→ **Your instructions**: From the records below, pull out the lines from the one with "Crowdworker instructions: identify each instance of raised" to the one with "[450,69,598,121]", both ends included, and reproduce them word for word.

________________________________________

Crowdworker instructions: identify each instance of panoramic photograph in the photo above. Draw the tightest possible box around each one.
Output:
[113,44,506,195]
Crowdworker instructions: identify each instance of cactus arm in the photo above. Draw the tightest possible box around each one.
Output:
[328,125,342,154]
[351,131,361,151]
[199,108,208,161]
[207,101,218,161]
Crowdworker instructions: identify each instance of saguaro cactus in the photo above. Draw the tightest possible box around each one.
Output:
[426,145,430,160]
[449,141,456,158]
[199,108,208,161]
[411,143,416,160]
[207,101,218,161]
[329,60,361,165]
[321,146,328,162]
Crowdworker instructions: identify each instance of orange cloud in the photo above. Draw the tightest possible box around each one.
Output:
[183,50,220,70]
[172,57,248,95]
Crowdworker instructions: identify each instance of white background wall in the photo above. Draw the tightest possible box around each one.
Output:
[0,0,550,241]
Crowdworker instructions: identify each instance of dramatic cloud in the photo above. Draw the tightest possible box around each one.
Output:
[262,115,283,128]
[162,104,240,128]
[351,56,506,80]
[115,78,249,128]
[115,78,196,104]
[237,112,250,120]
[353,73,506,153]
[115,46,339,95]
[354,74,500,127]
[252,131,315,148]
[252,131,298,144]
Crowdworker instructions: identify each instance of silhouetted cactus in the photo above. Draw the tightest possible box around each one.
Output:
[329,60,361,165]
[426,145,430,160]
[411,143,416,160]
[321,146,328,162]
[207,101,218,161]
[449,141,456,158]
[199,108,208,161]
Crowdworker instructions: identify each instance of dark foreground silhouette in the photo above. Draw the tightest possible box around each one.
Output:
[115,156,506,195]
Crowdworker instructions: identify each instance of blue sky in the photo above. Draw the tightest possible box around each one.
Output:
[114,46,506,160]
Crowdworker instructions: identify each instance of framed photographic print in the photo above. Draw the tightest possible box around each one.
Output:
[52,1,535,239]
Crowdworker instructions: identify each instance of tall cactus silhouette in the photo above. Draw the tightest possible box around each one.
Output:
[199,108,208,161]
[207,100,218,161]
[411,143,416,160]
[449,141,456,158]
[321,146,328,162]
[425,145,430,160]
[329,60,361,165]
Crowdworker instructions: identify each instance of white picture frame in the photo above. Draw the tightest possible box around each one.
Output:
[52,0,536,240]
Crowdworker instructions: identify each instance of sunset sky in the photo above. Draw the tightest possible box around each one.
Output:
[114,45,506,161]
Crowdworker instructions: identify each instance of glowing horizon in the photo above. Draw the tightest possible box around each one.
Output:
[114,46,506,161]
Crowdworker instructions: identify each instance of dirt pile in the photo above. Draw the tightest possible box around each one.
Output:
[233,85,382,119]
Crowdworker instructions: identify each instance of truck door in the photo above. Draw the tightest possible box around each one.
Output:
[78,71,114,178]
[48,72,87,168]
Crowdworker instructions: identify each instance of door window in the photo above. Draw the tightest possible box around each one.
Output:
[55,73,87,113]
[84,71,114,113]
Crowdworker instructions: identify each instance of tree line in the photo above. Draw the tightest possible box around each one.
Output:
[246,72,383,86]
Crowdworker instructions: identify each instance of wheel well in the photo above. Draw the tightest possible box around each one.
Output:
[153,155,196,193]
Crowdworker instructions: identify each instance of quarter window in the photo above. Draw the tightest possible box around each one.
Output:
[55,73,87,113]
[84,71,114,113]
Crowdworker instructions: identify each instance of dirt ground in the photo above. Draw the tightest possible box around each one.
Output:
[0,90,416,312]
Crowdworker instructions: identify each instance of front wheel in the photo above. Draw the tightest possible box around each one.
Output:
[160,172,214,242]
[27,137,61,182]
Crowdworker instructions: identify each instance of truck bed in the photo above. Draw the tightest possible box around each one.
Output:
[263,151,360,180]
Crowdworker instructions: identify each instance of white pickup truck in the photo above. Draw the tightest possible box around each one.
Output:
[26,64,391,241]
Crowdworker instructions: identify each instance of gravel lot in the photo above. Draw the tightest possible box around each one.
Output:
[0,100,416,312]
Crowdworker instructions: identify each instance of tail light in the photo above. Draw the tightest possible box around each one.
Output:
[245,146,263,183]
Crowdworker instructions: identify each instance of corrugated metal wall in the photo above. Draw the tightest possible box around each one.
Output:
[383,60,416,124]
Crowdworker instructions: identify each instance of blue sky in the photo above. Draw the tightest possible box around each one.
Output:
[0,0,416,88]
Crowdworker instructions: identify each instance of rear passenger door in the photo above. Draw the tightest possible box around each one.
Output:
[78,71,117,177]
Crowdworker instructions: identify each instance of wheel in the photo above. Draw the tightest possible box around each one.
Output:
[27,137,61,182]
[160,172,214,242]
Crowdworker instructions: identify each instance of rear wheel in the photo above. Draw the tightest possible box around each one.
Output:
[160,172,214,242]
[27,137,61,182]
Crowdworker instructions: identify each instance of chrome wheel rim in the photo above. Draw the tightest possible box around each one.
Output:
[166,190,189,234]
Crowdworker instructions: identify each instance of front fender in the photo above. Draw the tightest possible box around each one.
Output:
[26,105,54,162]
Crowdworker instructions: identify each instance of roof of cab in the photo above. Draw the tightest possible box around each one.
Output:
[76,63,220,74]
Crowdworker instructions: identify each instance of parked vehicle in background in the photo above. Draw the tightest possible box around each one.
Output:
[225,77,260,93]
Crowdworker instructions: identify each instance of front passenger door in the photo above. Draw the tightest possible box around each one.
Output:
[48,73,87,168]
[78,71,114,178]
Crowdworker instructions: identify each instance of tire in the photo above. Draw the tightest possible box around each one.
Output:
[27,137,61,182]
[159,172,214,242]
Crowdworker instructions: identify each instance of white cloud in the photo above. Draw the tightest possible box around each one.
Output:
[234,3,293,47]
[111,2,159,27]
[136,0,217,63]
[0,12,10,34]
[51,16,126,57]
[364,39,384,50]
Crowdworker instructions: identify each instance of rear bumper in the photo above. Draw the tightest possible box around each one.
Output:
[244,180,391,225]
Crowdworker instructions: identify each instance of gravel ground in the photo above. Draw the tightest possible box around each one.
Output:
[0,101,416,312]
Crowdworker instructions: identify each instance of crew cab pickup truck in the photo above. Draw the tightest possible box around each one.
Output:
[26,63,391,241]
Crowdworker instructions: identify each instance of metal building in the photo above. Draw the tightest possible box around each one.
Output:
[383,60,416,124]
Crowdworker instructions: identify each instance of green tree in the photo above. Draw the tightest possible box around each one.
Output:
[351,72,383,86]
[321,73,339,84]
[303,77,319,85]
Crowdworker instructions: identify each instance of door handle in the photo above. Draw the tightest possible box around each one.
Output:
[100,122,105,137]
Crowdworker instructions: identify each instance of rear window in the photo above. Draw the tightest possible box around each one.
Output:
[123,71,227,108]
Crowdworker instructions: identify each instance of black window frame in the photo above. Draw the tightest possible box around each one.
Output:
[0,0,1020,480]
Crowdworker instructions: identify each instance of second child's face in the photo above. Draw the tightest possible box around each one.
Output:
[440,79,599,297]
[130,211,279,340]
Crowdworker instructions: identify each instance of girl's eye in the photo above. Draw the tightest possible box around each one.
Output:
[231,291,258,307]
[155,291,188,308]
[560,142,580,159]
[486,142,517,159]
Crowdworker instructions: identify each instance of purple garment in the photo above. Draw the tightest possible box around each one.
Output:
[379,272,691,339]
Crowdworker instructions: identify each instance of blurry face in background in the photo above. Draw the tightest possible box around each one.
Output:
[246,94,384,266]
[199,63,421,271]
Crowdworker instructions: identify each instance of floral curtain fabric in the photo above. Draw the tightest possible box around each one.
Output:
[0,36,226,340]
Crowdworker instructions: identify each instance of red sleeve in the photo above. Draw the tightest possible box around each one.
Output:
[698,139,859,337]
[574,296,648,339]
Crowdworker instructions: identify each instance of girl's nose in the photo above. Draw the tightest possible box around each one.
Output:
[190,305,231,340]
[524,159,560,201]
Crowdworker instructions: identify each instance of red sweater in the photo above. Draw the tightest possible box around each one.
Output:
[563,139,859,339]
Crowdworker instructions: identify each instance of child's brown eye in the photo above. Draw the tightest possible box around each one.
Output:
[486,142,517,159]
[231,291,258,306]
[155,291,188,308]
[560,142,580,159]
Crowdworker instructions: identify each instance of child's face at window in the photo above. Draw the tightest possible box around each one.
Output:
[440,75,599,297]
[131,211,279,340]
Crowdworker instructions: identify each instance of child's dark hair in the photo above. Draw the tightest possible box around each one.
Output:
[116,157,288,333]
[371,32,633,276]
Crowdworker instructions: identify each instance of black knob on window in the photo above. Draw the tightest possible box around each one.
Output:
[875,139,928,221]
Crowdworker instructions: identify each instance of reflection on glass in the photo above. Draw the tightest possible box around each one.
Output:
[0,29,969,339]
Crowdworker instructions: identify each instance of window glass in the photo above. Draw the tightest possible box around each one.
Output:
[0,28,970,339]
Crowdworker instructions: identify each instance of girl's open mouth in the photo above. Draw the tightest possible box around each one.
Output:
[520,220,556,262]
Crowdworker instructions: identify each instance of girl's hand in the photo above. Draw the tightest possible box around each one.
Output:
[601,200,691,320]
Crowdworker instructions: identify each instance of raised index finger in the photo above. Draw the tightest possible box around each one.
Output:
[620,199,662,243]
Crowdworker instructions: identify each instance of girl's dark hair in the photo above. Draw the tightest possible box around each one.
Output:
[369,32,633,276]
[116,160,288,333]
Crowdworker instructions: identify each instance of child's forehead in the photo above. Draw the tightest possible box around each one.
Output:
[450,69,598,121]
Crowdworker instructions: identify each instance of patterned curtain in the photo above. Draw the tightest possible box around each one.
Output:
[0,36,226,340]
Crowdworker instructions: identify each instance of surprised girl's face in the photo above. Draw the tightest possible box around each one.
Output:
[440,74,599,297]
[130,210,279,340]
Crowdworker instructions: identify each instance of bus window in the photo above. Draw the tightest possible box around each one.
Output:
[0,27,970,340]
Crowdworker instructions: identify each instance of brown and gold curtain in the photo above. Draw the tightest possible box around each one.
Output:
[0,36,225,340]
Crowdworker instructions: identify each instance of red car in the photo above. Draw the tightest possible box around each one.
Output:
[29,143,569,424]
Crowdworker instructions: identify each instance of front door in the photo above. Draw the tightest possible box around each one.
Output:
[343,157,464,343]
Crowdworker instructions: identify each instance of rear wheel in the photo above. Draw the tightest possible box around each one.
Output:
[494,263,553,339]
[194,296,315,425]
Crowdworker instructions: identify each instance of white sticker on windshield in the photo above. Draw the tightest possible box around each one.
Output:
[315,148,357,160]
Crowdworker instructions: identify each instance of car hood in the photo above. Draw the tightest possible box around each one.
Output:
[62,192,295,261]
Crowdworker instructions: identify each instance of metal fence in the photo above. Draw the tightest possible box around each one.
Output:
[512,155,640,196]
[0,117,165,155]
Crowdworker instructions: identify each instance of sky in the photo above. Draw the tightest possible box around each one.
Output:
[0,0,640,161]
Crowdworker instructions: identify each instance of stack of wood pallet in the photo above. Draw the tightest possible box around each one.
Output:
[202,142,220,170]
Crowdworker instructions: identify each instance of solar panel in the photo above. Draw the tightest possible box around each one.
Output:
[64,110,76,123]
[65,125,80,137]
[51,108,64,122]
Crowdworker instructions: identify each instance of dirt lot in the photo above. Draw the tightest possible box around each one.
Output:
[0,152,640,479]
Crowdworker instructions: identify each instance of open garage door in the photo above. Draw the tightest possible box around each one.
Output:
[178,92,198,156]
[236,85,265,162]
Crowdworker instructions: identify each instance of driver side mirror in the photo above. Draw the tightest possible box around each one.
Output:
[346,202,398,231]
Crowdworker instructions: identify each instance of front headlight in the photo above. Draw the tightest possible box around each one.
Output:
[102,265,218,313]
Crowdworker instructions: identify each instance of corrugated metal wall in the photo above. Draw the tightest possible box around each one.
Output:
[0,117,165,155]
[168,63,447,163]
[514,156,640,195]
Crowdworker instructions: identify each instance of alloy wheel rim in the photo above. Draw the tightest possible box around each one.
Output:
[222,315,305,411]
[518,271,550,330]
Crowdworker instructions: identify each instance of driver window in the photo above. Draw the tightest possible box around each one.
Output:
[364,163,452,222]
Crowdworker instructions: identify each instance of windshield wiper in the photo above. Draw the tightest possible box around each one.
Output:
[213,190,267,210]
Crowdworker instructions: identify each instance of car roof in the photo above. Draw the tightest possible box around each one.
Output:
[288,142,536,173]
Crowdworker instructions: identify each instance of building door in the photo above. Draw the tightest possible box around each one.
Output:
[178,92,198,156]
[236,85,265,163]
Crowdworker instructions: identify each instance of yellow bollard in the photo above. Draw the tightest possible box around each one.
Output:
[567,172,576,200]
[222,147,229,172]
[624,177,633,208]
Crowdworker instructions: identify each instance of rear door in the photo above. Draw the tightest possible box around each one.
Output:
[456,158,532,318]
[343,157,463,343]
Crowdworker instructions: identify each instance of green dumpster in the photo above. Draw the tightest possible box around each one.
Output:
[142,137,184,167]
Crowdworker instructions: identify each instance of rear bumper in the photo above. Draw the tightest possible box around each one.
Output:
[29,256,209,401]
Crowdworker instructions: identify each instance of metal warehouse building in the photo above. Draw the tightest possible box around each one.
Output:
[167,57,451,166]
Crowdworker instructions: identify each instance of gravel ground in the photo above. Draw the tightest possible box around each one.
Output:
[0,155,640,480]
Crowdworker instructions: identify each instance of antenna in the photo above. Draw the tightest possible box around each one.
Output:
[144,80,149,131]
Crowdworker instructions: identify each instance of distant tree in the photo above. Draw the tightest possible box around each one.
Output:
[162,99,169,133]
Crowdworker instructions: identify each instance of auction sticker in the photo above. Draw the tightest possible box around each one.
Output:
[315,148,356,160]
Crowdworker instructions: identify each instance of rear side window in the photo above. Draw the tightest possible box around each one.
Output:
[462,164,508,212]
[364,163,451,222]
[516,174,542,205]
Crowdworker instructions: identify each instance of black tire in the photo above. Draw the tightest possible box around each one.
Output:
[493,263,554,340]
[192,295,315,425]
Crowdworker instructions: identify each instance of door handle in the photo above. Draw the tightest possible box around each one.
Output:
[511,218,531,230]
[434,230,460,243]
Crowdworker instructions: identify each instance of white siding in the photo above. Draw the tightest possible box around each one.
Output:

________________________________________

→ **Reply to the task**:
Crowdworker instructions: identify each instance of raised index finger in the photo above. Draw the tightest possible box around each one.
Output:
[620,199,662,243]
Crowdworker instructions: identify each instance of girl's dark hair in the photo above. Draw the tightest possible box around each one.
Output:
[369,32,633,276]
[116,160,288,333]
Crowdworker instructions: identify each instance of child's forehead in the photo above. Draw the tightest possible box around each one.
Output:
[450,69,598,121]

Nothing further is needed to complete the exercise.